Working data.
╔══

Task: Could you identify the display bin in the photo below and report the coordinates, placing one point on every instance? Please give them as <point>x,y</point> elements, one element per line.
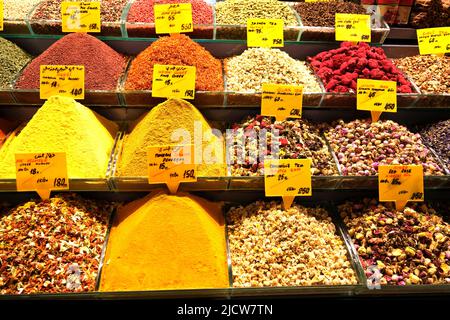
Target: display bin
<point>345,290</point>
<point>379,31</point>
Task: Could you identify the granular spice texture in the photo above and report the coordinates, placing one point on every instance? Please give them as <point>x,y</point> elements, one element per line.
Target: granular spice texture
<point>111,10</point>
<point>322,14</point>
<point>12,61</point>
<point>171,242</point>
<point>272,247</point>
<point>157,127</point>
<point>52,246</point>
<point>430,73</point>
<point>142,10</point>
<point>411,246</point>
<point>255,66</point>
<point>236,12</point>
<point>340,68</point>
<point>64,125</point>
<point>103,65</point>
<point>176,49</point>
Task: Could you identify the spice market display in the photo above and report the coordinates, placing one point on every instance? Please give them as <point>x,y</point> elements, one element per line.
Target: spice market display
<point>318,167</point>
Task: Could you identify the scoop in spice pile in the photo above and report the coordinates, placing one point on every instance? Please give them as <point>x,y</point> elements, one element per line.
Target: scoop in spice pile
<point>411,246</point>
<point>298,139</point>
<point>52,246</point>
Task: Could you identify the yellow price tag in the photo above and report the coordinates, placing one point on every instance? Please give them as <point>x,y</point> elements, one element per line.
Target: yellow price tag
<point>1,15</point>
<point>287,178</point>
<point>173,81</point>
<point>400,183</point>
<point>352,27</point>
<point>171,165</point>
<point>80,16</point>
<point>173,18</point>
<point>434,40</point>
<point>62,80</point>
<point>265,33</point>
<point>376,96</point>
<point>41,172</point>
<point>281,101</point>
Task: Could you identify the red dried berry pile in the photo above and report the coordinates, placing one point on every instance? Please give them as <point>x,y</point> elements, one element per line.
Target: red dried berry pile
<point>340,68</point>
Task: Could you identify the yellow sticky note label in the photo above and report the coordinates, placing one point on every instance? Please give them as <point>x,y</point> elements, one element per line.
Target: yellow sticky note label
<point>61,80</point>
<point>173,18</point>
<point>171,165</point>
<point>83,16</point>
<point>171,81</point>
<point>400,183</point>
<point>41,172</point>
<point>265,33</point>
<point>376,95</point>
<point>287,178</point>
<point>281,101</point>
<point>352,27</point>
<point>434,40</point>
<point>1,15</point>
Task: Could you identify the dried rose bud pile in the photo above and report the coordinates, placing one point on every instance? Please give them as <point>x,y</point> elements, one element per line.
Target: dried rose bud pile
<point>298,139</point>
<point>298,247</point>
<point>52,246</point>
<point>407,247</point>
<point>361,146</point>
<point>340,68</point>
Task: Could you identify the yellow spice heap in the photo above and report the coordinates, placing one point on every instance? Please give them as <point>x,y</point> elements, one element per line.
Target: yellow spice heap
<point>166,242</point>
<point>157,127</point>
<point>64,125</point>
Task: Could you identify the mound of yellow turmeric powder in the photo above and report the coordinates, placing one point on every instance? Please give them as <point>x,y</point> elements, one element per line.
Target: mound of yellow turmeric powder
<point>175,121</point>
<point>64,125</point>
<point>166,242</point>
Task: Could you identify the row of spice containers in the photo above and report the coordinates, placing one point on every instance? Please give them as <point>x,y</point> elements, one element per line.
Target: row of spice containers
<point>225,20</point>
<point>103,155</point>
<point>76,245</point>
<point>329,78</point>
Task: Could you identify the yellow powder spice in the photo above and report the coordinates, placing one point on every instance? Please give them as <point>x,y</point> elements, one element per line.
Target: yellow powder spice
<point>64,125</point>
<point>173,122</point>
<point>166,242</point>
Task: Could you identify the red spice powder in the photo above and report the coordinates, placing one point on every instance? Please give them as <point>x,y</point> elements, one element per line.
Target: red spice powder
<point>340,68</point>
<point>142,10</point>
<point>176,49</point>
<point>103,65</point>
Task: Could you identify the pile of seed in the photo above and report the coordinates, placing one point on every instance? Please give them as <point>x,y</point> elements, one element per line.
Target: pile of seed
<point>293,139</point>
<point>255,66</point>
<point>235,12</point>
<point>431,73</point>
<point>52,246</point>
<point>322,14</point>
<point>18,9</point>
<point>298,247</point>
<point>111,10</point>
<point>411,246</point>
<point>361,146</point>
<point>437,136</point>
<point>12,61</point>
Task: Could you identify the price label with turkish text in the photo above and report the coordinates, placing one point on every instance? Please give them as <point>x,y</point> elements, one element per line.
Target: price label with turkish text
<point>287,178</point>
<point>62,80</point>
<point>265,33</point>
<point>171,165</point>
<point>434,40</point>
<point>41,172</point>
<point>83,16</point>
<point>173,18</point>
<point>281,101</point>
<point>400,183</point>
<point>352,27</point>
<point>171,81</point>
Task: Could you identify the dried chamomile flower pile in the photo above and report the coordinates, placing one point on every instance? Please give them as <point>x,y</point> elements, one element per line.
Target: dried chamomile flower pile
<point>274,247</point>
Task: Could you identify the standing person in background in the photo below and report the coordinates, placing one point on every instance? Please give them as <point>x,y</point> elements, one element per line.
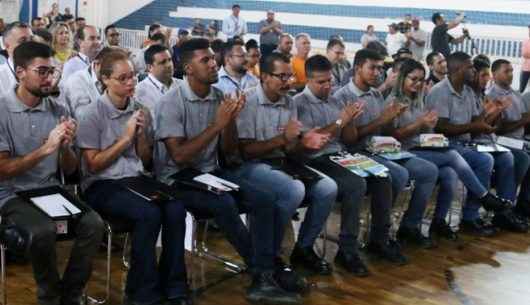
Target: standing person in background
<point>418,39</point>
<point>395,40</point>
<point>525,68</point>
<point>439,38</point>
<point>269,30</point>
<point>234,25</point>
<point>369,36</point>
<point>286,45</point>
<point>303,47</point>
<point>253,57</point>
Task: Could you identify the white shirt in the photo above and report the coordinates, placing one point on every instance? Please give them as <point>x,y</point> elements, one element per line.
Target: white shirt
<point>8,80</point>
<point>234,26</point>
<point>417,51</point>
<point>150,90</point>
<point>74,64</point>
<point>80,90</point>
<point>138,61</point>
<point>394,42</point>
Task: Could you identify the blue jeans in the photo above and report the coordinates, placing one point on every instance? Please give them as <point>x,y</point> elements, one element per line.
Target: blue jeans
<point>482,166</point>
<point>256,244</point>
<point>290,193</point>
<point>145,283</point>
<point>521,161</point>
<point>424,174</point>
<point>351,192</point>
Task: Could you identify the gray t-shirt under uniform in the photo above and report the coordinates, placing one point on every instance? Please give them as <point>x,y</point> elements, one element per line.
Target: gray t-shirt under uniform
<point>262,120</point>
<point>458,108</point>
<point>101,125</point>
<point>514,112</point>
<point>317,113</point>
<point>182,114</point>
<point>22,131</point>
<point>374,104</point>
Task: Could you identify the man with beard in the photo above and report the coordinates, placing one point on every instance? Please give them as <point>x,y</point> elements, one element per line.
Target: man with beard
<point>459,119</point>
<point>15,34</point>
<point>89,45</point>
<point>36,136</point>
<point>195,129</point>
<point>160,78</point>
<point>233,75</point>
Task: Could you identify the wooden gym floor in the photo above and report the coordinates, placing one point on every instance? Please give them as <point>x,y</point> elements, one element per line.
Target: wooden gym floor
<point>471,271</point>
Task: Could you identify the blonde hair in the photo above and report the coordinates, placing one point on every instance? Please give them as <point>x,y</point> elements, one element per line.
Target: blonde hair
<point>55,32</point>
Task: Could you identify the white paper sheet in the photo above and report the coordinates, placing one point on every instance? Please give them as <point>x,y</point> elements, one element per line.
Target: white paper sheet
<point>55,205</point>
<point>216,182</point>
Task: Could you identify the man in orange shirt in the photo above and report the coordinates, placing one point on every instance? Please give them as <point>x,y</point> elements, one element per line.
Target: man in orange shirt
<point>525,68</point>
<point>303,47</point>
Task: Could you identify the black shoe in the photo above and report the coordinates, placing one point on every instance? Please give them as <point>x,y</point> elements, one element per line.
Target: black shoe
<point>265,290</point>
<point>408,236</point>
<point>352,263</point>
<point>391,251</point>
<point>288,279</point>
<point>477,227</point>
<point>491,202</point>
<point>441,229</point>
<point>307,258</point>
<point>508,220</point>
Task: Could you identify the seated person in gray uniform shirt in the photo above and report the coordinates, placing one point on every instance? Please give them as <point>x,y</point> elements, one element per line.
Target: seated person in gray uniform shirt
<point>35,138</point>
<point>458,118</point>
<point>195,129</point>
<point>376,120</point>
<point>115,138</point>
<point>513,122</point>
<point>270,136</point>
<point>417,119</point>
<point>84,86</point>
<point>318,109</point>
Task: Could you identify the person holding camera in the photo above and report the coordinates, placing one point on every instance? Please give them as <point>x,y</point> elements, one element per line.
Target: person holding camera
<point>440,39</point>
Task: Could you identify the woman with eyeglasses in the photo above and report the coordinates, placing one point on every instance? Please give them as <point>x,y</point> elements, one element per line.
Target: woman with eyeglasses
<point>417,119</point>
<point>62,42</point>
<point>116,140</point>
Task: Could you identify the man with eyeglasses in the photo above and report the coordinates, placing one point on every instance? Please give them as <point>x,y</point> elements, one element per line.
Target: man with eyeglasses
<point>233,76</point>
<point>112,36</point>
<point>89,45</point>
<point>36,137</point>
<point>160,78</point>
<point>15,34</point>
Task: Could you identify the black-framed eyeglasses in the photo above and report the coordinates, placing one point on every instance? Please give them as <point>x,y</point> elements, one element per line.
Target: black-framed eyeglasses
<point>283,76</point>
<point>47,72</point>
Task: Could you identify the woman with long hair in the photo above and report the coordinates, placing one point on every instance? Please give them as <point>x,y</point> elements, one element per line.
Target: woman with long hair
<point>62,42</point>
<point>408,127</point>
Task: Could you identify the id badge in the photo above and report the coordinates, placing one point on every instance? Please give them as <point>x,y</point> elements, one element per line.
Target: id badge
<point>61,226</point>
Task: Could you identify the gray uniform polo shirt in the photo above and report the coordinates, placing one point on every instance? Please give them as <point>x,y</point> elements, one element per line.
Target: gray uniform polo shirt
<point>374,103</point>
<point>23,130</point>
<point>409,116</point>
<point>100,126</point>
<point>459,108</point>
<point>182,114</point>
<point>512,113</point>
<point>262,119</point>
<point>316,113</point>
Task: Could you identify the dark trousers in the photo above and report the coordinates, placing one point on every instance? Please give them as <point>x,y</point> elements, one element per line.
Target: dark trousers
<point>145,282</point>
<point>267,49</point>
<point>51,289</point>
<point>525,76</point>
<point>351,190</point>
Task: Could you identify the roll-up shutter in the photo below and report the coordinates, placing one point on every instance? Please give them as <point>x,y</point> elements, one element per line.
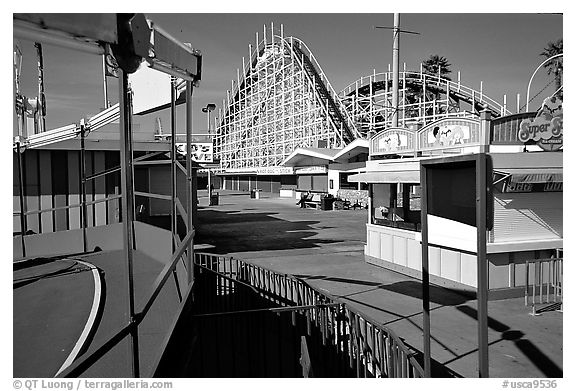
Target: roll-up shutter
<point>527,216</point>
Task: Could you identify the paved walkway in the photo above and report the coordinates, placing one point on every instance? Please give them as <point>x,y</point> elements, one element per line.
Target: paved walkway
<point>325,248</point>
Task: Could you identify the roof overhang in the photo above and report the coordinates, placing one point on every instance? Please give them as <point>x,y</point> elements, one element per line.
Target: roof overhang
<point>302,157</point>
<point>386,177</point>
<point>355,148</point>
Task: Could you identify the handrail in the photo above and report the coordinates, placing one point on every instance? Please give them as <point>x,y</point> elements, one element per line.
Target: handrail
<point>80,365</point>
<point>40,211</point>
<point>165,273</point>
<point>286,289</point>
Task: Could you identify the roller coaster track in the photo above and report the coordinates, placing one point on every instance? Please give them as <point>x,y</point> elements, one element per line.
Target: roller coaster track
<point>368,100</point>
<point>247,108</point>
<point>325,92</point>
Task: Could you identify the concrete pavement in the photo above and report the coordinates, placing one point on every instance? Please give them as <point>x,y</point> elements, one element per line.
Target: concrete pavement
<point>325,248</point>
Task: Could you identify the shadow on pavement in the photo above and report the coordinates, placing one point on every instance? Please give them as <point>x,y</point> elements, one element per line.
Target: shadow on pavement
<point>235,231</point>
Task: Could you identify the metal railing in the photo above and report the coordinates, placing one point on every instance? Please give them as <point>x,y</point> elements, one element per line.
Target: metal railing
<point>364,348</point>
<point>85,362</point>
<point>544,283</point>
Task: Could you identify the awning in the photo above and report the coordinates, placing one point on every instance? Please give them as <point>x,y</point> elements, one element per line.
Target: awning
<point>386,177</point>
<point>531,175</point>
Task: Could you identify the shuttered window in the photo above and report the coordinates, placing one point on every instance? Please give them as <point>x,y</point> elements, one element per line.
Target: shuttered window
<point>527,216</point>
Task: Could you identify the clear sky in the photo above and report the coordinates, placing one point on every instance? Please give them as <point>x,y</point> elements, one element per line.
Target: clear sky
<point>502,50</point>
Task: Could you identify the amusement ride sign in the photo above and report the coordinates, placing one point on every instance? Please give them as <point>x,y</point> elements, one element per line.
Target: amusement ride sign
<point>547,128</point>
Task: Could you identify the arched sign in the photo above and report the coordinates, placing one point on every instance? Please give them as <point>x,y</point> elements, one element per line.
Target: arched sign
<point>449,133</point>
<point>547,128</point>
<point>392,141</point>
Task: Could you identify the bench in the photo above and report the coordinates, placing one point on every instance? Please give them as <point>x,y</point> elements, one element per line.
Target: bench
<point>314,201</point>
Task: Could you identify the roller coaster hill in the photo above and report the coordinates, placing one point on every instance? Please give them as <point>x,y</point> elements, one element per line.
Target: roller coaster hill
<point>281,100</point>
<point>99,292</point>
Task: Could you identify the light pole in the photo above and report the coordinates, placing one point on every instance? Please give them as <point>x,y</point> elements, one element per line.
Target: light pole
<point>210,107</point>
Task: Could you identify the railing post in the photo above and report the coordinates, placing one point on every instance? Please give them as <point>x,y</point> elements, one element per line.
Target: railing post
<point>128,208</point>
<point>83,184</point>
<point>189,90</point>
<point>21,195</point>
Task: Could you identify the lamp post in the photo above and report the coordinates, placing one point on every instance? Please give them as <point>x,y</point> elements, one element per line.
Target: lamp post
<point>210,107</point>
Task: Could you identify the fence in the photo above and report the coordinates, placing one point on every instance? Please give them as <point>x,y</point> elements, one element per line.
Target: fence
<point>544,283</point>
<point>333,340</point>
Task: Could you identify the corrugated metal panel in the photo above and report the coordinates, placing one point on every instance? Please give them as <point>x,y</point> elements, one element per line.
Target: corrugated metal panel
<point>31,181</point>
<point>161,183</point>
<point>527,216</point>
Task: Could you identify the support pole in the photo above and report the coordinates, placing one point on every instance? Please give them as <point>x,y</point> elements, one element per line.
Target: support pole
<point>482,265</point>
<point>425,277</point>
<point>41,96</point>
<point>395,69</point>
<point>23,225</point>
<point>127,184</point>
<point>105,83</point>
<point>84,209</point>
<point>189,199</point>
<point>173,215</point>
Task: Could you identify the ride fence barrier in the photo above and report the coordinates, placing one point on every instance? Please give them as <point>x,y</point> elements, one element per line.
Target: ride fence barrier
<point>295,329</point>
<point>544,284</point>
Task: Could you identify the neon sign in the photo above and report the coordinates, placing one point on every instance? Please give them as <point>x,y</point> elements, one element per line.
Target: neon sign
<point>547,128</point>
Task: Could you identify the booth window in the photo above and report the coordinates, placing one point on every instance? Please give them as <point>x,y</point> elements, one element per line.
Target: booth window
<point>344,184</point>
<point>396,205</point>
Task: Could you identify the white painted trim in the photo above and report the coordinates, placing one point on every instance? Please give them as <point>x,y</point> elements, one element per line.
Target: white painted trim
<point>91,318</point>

╚══

Task objective.
Start with the line above containing "Task: Could you identify the roll-up" and end with the line containing "Task: Could you identify the awning". Set down that stretch exactly, without any pictures.

Result for this exercise.
Task: Could you identify the roll-up shutter in the photo below and report the coordinates, placing one point on every instance? Please give them as <point>x,y</point> elements, one element per line.
Target: roll-up shutter
<point>527,216</point>
Task: Could you identify the paved walkway in the photo above and report the coordinates, placing one point on every instance? Please give them as <point>x,y</point> elements, one element per line.
Target: paved walkway
<point>325,248</point>
Task: Could you identify the roof overhang in the photo above and report the coordinates, placing one point on every instance? Please give them as <point>x,y</point> elements, one element per line.
Target: roof overhang
<point>302,157</point>
<point>386,177</point>
<point>355,148</point>
Task: Could you identify the handrail in the photo above and report the coordinates, placing one point on every instance? Please give them as <point>x,y</point> elements, one element per line.
Target: handrail
<point>80,365</point>
<point>40,211</point>
<point>165,273</point>
<point>286,289</point>
Task: Could you identify the roller coaster track in the photo above and report the coordinates, placing one point on every instance? Please give them as <point>x,y</point> elements, one element per line.
Target: roller coaster track
<point>368,100</point>
<point>247,108</point>
<point>325,92</point>
Task: Could you identify the concrete pavement in the photo above and report the coordinates, placing one point on every instance? Please give them as <point>x,y</point> elements, one element per line.
Target: concrete pavement
<point>325,248</point>
Task: Could you identify the shadow on pavement in the photo above and report the coordinates, placing one point on every instance? Please give them as <point>x,y</point> elements, one element per line.
Target: shadow on pavement
<point>235,231</point>
Task: Could you identify the metal railing in the photo above and report the coordinates, placing one point on every instance? Please give them as <point>x,y</point> elements, one element per line.
Target: metal railing
<point>364,348</point>
<point>85,362</point>
<point>544,283</point>
Task: Could you identify the awning in the photo above and report the coordinates, placing one point on every instance? Please give them as <point>x,y</point> elements, one element per line.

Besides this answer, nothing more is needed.